**Aim of the exercise:** Starting at the beginning of the entries and stopping after the line that contains "204,933,273,1047", write those lines out again, changing "carved cabinet leg" to "ornate cabinet leg" and leaving everything else as it is.

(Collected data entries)
## Begin

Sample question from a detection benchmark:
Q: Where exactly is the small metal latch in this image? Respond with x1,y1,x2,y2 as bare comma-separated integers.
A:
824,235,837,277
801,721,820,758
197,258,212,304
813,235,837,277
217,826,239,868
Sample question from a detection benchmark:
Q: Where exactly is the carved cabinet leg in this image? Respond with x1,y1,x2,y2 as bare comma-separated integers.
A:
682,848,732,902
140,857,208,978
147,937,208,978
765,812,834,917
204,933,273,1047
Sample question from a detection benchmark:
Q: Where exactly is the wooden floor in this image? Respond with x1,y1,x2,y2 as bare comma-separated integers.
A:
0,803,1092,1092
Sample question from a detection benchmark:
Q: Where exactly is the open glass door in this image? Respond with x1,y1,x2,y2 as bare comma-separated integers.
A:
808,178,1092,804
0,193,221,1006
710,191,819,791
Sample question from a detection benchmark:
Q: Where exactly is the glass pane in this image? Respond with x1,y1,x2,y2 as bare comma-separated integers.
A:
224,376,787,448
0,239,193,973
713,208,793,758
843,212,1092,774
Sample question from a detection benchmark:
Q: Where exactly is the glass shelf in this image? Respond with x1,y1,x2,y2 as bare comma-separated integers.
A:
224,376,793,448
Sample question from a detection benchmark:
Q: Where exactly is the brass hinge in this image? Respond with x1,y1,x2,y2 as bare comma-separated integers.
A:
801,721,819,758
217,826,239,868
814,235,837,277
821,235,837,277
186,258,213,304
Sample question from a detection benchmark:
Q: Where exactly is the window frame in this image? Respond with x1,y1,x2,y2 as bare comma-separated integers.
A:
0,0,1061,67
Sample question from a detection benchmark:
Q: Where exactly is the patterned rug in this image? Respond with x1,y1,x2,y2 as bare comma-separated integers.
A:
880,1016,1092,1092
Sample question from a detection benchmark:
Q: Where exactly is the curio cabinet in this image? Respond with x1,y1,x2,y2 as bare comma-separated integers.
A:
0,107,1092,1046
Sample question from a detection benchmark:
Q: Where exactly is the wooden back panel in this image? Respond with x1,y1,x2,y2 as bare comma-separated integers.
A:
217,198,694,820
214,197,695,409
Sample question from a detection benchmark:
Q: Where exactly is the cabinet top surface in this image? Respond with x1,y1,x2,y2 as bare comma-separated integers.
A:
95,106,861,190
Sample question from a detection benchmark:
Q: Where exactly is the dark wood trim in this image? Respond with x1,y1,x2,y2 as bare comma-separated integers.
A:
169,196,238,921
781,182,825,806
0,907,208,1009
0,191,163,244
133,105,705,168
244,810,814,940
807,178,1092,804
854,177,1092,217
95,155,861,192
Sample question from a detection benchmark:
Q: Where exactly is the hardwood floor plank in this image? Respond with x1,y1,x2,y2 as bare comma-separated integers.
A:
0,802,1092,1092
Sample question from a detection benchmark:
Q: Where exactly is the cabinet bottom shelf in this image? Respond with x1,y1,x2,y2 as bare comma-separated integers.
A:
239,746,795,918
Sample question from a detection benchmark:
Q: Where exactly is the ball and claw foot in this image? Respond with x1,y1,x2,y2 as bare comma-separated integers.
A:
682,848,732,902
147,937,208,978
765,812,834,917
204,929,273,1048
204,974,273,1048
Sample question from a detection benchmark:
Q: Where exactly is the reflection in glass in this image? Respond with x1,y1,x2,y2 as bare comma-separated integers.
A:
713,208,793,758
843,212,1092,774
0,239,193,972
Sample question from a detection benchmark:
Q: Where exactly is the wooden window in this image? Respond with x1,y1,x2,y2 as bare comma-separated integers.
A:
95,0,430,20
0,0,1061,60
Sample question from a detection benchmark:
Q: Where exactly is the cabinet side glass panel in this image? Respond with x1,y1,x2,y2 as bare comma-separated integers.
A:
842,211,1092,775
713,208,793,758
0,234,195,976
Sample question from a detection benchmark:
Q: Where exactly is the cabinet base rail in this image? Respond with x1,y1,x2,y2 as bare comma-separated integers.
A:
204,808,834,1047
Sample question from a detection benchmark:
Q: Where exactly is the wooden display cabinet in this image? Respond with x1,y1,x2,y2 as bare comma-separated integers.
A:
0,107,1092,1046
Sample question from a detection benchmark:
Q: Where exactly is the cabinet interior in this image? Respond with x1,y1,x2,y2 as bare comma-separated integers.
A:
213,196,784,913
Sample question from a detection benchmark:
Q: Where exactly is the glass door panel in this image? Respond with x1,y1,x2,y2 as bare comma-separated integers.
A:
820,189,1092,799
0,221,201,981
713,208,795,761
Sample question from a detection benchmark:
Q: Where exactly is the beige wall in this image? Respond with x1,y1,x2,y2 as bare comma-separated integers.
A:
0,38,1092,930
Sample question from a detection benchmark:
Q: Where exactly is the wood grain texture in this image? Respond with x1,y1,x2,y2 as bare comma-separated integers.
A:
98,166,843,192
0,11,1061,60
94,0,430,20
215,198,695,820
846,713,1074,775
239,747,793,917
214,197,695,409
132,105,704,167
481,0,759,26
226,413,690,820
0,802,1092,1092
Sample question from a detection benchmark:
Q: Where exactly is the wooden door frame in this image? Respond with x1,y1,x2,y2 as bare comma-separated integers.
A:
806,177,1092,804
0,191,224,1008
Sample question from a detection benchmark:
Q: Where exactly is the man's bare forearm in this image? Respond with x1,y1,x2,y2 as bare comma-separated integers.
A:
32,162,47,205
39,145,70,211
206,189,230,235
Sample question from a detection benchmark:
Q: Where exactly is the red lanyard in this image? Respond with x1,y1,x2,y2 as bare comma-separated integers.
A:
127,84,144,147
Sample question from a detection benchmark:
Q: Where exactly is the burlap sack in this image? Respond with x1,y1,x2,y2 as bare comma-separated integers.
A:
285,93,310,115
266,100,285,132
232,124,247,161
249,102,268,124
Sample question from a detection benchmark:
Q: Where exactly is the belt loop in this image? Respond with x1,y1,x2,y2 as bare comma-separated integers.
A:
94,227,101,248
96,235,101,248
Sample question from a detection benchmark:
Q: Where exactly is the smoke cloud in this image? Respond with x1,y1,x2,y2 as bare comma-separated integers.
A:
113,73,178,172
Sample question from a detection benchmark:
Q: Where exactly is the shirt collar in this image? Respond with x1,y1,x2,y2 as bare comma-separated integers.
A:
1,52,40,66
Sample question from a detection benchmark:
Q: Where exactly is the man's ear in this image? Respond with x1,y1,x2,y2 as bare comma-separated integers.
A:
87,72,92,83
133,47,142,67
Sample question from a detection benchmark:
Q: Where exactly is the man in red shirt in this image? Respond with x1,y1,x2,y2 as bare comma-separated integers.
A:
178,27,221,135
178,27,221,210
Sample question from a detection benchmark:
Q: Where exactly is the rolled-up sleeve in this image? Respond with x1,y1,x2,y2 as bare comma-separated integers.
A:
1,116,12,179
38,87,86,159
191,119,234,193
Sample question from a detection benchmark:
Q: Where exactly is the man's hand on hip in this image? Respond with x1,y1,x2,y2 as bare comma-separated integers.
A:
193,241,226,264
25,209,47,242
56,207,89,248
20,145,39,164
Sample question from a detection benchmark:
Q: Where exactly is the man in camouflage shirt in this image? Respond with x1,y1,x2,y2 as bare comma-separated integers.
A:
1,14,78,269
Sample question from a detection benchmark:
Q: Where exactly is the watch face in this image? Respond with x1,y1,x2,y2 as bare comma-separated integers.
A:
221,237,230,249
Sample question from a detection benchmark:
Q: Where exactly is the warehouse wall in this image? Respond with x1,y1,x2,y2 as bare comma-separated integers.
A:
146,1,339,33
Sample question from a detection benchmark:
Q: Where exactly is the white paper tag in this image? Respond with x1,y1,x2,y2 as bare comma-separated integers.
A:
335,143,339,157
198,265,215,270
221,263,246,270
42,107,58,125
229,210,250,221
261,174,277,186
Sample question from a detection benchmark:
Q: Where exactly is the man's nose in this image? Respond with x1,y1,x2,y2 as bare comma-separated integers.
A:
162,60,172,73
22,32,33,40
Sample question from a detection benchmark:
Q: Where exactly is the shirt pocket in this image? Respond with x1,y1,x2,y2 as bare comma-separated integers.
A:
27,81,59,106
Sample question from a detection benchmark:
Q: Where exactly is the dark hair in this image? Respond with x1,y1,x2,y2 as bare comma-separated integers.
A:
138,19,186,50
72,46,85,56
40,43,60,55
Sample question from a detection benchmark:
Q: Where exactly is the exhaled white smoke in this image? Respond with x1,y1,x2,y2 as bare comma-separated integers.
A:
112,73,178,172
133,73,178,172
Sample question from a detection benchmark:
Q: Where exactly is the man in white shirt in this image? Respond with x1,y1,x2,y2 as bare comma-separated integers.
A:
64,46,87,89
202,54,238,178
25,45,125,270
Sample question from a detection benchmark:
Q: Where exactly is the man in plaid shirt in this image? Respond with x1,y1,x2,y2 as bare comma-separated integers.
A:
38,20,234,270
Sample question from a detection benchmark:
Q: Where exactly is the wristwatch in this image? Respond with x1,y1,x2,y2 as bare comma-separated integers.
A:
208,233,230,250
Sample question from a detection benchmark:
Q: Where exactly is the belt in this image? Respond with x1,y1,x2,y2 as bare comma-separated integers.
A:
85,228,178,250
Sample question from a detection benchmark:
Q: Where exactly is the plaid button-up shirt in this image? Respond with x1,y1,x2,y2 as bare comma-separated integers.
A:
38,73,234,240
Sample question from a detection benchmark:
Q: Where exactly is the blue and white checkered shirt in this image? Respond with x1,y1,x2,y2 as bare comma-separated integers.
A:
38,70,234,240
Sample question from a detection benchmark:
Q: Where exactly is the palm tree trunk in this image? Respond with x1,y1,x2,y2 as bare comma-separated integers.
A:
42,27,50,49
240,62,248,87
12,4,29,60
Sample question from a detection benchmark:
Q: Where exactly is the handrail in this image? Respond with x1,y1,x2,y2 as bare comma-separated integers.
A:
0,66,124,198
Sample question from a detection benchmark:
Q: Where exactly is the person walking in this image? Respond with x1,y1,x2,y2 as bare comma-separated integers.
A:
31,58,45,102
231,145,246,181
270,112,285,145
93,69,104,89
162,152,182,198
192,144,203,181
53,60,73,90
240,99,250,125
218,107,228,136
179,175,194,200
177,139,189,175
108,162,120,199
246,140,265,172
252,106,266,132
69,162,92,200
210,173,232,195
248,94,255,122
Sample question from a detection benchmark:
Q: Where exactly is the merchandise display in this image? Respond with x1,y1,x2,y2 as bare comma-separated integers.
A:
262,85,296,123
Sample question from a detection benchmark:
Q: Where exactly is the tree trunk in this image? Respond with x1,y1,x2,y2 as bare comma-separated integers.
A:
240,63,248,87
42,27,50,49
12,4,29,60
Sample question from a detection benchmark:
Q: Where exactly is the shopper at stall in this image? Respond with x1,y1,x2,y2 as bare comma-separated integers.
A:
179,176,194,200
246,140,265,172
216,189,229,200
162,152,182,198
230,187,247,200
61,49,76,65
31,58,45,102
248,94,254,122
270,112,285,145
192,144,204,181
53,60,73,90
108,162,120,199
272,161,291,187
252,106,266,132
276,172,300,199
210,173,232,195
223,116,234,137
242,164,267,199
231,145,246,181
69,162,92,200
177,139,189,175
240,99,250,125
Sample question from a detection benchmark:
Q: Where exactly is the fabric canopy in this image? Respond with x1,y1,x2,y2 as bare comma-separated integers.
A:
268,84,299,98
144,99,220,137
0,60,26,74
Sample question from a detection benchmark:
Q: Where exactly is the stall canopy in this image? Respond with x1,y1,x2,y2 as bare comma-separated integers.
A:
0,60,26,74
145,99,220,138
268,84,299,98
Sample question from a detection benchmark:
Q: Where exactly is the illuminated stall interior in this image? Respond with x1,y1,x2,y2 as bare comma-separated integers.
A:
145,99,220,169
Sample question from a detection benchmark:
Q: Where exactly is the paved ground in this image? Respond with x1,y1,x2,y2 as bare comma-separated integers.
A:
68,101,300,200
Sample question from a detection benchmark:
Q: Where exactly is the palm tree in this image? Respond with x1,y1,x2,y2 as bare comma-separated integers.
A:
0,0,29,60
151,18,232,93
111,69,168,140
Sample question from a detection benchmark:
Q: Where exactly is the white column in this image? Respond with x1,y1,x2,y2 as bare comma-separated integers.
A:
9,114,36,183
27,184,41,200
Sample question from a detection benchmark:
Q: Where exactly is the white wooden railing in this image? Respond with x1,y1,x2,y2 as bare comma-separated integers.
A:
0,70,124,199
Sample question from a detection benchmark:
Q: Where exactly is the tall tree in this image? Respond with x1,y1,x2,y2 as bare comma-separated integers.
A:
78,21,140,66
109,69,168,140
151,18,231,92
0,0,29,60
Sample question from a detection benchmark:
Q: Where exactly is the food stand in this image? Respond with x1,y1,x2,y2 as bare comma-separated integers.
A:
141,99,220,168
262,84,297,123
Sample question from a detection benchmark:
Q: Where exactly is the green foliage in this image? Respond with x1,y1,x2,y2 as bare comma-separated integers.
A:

## End

**Result:**
Sample question from a detection benchmark:
Q: Where exactly is the small metal latch in this image? Respond with x1,y1,x2,y2 as bare comma-separated integers.
A:
824,235,837,277
801,721,820,758
197,258,212,304
813,235,837,277
217,826,239,868
Sample question from a detection benchmark:
Q: Where exactly is the ornate cabinet leg in this image? Respond with x1,y1,x2,y2 as bare comma-separated integers.
A:
682,848,732,902
140,857,208,978
147,937,208,978
765,812,834,917
204,933,273,1047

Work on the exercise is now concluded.